--- Available records ---
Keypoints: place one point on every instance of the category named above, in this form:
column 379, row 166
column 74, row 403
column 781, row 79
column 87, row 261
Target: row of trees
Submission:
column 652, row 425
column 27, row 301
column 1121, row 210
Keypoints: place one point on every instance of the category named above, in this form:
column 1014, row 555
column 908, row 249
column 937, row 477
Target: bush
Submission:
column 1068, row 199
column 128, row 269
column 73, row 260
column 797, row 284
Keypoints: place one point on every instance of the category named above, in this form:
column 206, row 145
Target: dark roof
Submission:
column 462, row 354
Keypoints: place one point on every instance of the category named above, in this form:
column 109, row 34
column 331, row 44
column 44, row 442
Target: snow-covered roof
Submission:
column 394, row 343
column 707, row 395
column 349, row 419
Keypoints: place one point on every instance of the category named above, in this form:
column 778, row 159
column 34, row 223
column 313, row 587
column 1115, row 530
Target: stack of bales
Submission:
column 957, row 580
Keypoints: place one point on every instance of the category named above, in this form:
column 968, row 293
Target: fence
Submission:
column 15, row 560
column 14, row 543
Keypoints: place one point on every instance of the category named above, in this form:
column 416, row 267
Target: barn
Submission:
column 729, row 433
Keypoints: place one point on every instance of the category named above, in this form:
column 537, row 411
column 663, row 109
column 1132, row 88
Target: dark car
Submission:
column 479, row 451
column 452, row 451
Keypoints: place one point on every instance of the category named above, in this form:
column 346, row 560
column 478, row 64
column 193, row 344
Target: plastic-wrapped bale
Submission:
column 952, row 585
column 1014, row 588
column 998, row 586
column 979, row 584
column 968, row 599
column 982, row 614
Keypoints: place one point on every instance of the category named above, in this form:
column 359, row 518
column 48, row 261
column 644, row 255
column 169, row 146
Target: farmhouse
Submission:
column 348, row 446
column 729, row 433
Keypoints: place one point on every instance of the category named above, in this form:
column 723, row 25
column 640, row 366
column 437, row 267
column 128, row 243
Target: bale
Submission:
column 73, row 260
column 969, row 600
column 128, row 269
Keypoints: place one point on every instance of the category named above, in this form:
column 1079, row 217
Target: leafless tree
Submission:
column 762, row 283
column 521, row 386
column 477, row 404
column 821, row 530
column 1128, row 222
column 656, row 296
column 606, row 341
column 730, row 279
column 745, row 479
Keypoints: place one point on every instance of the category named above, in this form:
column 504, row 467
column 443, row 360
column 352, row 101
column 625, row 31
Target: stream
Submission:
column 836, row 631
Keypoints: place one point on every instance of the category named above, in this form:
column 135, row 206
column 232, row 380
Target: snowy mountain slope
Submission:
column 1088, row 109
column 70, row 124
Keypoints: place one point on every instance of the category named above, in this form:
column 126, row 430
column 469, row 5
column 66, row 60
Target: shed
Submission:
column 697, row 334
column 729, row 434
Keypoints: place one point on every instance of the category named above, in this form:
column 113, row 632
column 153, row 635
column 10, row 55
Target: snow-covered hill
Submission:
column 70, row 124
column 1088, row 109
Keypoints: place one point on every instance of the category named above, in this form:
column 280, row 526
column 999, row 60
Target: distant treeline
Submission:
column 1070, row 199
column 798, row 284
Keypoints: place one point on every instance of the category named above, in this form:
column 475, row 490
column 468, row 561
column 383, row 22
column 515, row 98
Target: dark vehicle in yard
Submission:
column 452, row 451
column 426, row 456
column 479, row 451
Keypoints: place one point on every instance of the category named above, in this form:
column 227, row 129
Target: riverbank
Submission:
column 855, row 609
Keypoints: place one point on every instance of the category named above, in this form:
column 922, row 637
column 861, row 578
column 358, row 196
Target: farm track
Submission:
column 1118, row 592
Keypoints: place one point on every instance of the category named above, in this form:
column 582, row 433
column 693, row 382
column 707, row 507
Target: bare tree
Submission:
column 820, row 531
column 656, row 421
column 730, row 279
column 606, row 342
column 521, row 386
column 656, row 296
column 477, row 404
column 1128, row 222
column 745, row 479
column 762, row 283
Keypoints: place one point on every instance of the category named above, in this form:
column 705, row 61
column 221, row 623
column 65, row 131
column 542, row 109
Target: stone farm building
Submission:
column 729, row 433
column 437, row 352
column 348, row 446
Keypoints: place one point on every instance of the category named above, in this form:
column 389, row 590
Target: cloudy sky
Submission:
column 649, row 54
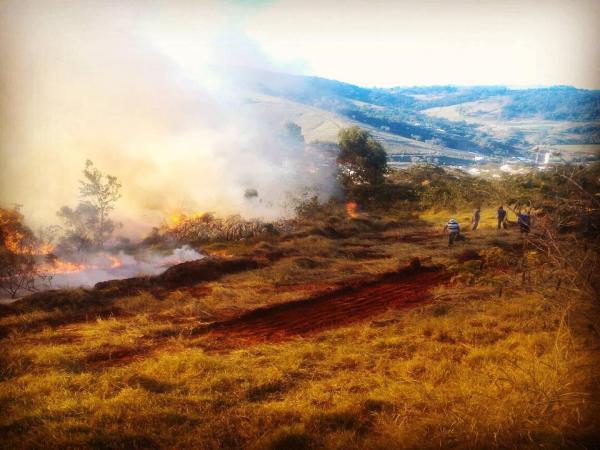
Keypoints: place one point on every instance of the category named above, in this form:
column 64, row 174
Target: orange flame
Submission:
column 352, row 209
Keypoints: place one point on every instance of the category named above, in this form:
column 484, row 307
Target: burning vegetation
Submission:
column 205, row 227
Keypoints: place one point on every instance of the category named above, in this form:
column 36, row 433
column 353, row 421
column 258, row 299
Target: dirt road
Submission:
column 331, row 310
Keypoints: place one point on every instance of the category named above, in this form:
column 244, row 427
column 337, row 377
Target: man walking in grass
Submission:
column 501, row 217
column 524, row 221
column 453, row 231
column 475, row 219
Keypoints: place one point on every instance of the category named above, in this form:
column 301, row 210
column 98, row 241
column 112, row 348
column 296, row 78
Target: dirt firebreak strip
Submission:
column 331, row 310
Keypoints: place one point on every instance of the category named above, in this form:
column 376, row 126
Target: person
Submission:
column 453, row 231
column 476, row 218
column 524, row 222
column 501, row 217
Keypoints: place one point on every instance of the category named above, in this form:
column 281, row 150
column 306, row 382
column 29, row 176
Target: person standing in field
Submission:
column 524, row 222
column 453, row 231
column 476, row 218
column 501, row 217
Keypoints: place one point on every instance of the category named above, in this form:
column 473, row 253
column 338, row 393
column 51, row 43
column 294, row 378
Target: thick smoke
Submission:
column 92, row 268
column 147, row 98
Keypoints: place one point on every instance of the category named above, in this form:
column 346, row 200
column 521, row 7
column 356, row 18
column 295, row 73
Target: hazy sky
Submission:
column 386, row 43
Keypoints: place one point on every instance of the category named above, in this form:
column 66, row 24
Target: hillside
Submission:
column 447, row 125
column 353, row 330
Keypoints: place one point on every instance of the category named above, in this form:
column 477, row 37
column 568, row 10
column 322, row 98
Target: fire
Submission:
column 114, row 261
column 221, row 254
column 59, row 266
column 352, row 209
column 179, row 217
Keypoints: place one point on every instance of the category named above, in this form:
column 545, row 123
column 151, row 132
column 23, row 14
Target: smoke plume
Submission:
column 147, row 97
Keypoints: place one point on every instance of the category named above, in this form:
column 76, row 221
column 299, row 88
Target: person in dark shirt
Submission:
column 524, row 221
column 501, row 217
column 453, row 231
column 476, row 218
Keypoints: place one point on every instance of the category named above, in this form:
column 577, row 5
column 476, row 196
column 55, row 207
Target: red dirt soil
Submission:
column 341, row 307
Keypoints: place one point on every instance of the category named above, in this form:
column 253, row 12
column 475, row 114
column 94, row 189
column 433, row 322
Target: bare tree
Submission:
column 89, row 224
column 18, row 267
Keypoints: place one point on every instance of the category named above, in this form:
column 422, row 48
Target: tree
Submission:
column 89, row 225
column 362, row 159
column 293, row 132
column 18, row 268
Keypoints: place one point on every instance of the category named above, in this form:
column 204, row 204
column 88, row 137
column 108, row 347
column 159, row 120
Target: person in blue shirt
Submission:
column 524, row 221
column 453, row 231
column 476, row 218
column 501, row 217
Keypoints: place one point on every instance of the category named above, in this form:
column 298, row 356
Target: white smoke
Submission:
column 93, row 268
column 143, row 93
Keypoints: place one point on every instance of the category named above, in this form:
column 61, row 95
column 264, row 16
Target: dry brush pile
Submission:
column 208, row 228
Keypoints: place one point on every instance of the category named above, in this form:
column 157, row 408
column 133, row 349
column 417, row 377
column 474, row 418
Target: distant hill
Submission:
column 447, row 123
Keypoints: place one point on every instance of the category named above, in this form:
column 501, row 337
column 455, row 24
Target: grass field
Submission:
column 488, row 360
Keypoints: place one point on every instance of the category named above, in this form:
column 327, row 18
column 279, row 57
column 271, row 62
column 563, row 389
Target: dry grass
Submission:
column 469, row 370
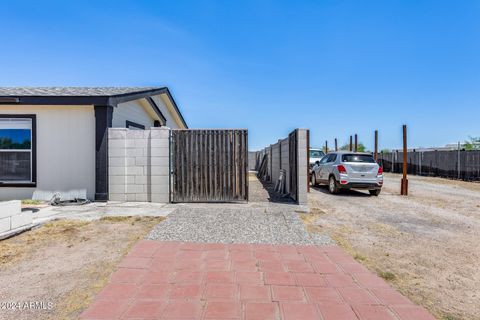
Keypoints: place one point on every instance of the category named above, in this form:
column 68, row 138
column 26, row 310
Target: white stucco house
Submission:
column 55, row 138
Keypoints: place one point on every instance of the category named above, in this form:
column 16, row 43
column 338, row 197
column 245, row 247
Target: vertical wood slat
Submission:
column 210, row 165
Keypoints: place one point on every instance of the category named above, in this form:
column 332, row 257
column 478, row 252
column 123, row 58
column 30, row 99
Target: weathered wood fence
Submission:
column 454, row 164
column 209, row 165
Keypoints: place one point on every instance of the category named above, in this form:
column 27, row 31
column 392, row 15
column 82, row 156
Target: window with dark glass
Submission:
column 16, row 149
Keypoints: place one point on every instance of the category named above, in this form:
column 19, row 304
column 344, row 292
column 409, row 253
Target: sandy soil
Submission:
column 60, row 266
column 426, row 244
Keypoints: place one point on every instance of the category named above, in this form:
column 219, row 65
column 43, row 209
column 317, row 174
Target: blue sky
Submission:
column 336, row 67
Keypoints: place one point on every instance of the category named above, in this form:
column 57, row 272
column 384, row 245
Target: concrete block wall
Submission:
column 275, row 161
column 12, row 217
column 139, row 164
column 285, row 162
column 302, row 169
---
--- Available records ---
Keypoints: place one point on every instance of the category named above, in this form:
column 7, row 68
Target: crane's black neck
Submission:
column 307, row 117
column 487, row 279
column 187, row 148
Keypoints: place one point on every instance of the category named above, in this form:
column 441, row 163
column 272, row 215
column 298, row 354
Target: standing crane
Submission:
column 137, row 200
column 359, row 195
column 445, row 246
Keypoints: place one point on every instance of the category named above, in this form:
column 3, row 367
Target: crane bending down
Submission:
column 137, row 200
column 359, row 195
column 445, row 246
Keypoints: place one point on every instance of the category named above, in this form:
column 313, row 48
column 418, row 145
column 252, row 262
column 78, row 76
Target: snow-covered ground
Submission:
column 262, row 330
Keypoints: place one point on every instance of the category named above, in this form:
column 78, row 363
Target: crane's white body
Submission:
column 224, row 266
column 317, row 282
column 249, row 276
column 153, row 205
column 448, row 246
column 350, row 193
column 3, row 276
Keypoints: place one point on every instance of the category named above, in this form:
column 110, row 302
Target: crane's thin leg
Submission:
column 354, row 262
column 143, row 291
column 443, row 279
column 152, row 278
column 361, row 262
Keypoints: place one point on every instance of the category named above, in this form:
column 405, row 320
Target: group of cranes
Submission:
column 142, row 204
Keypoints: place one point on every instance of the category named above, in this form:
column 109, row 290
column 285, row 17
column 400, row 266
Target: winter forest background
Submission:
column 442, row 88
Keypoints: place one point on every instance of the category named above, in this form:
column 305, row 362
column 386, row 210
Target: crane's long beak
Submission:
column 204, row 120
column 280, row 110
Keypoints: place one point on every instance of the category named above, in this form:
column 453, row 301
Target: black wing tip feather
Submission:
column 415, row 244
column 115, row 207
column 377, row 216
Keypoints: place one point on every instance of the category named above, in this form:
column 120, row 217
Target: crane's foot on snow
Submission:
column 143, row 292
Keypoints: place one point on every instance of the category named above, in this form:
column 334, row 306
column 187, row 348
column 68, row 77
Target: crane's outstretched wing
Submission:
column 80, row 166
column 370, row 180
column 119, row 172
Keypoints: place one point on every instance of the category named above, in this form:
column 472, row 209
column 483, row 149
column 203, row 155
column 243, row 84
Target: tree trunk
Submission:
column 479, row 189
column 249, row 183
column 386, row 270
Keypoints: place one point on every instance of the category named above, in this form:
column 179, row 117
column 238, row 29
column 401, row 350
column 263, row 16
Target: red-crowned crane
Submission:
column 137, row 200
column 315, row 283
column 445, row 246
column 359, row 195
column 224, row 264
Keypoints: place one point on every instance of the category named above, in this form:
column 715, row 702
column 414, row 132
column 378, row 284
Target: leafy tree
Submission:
---
--- Available records ---
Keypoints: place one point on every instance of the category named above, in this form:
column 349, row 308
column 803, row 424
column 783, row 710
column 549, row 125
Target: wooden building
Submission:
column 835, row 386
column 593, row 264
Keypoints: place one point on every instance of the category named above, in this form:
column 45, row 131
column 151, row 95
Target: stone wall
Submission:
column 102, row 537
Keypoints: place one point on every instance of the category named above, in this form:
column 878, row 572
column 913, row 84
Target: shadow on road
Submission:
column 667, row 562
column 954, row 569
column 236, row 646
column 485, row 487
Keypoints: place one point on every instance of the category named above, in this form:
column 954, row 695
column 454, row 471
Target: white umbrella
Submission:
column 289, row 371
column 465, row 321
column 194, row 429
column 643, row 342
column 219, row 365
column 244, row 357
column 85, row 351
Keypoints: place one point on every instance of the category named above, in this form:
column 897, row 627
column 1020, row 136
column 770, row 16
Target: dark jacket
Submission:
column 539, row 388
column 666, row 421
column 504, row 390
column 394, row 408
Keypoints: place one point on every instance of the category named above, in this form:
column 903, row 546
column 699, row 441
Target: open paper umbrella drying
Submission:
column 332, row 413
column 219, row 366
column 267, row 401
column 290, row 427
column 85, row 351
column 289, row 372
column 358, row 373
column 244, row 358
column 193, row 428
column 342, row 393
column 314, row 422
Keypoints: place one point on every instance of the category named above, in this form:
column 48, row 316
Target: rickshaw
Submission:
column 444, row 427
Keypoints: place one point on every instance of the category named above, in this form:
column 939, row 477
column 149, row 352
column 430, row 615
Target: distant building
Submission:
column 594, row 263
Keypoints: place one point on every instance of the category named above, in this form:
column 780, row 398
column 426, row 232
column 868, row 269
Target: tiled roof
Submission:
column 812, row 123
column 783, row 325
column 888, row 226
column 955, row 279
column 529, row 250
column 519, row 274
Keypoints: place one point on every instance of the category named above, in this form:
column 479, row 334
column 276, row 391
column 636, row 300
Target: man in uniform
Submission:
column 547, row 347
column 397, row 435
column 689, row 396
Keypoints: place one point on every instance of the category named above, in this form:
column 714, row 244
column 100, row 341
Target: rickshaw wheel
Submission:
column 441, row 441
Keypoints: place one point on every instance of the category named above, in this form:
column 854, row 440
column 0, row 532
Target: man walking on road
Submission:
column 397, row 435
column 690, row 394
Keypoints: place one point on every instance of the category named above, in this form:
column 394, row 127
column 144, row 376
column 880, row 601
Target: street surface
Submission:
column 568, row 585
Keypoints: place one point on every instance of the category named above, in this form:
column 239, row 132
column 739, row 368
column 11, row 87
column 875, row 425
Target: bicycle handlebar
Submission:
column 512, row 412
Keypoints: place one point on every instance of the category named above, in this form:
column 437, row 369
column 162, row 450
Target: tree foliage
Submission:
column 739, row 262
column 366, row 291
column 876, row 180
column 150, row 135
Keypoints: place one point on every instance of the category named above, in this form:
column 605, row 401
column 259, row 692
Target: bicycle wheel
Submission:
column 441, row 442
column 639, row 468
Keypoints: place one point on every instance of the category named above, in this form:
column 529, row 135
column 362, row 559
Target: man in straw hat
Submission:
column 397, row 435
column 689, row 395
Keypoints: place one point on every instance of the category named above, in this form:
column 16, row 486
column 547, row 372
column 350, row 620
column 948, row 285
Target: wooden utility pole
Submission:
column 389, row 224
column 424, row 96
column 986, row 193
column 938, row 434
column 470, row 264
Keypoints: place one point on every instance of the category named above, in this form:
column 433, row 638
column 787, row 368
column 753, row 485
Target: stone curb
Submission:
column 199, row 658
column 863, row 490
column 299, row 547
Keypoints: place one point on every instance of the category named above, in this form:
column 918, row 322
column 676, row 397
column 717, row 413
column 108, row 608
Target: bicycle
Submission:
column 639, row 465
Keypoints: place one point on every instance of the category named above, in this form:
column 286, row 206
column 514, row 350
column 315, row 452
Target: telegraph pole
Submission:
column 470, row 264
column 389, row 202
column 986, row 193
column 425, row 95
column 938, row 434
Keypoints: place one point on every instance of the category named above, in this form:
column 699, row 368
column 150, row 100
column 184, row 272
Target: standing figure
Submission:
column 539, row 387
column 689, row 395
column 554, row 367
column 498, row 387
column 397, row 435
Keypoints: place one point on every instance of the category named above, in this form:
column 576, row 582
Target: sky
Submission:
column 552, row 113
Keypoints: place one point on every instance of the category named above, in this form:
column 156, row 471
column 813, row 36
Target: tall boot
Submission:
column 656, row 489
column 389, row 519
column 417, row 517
---
Brief: Count how many lines in the records above contain the string "blue". Reply with the number alone.

Expected answer: 2